# SELECTED PASSAGE
This confirms the “Null Pointer Dereference” signature is effectively an unsafe handling of User Mode Pointers in a METHOD_NEITHER IOCTL.

3. VPN Driver Analysis (Cisco & Fortinet)

To make sense of the massive code reuse in VPN drivers, I built a custom dashboard to plot the Match Rate of a driver’s code against its previous version.

The dashboard itself is backed by a custom Karton microservice that listens for new driver uploads. When a new version of a tracked driver appears, the service automatically fetches the previous version, runs the diffing engine, calculates the match rate, and pushes the result to the dashboard in real-time.

Case Study A: Cisco AnyConnect (acsock64.sys)

The timeline for Cisco is remarkably stable. You see a consistent high match rate, indicating disciplined code maintenance. However, specific versions show match rate dips that correlate to security hardening updates, likely responding to IPC vulnerabilities like CVE-2020-3433 or privilege escalation flaws like CVE-2023-20178. The visual ‘dip’ is the footprint of a security team fixing a bug.

Case Study B: Fortinet FortiClient (fortips*.sys)

The Fortinet timeline features ‘100% Match’ plateaus, confirming that the driver binary often didn’t change at all between versions.

However, fortips.sys is a known hotspot. Recent disclosures like CVE-2025-47761 (Exposed IOCTL) and CVE-2025-46373 (Buffer Overflow) confirm that this driver has been vulnerable. The sharp drops in the timeline (e.g., in late 2025 versions) explicitly correlate with the massive refactoring required to patch these vulnerabilities.

From Bug Hunting to Ecosystem Analysis

While finding individual vulnerabilities like those in Cisco or Fortinet is valuable, it doesn’t solve the systemic problem. My initial goal was simply to catch bugs, but that evolved into something larger: understanding the whole ecosystem of developing drivers, what gets changed, how often patches are applied, and how these changes propagate.

By combining mass-downloading (via VT) with semantic diffing (AutoPiff), I’m moving away from just pointing at a buggy driver. I’m building an observatory that can answer:

1. Who is patching silently?

# WORK ORDER
Please continue the write-up on diffing Windows drivers, picking up right after "1. Who is patching silently?"

# GIVEN DATA
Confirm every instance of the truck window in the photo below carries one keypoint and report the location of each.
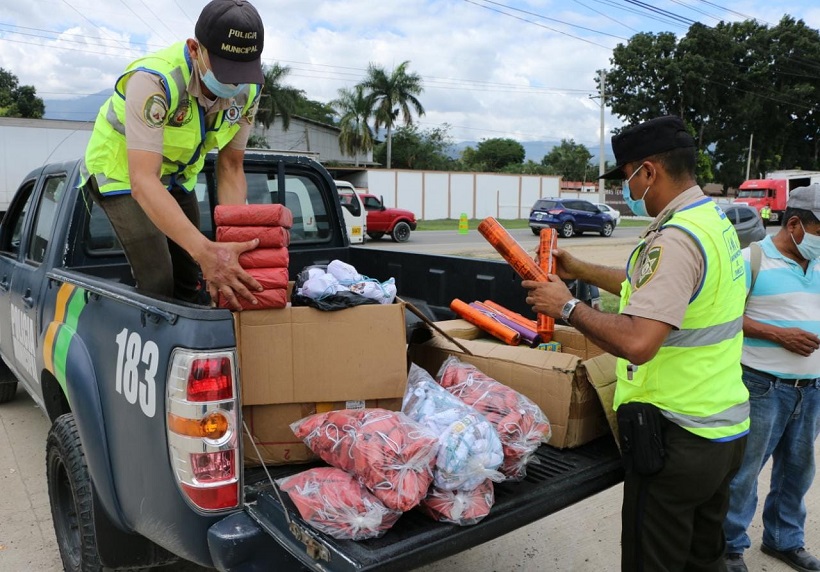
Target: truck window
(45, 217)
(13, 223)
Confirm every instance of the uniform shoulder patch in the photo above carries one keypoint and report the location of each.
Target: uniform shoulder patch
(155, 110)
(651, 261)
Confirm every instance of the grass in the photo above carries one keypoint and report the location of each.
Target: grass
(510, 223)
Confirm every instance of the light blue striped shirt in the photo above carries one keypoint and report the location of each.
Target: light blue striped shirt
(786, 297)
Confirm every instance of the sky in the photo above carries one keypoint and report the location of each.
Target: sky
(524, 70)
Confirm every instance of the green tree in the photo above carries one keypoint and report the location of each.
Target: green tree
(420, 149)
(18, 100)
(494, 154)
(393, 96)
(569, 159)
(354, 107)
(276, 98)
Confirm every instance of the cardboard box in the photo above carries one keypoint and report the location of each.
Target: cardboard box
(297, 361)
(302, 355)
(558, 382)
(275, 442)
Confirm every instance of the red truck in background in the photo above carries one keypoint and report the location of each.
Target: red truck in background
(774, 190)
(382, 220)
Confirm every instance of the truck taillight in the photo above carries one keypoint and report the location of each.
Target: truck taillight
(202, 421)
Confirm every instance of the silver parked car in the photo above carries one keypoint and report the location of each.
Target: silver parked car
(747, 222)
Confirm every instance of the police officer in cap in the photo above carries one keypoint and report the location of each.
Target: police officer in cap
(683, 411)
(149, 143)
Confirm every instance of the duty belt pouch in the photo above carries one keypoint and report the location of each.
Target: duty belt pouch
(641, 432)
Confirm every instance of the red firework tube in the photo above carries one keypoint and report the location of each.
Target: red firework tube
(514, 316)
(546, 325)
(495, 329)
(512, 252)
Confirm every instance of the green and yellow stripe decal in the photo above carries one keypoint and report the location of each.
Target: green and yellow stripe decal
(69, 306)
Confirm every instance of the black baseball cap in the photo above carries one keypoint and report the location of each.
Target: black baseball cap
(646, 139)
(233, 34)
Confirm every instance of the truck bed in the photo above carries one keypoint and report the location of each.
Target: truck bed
==
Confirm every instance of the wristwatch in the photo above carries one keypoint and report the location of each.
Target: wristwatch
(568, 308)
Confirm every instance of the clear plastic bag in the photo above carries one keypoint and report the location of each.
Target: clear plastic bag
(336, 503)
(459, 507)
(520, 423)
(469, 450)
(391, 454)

# EXERCISE RESULT
2. Who is still using a 10-year-old vulnerable SDK?
3. Can we automate the “Proof”?

Currently, verifying a driver requires manual effort: two VMs (Target + Debugger), attaching WinDbg, copying the driver + POC, creating a service, and executing it to catch the crash.

I am currently experimenting with MCP (Model Context Protocol) to orchestrate this. The goal is to have an LLM interact with both VMs, run the POC, and interpret the bugcheck code. While challenging due to tool limitations (e.g., vmrun), I am making steady progress. (More on this in Part 3)

Community Feedback & Future Directions

I received some great feedback on Part 1, and it’s shaping where this project goes next:

• Continuous Monitoring / LOLDrivers: Thanks to Michael H. and the LOLDrivers team for the support! The goal is to feed high-quality data back into the community.
• VT Ingestion: I took eversinc33‘s suggestion to “ingest every newly submitted .sys file” and adapted it. Instead of drinking from the firehose, I used VirusTotal to selectively study the kernel drivers of specific high-value products (like VPNs) to track their patch history.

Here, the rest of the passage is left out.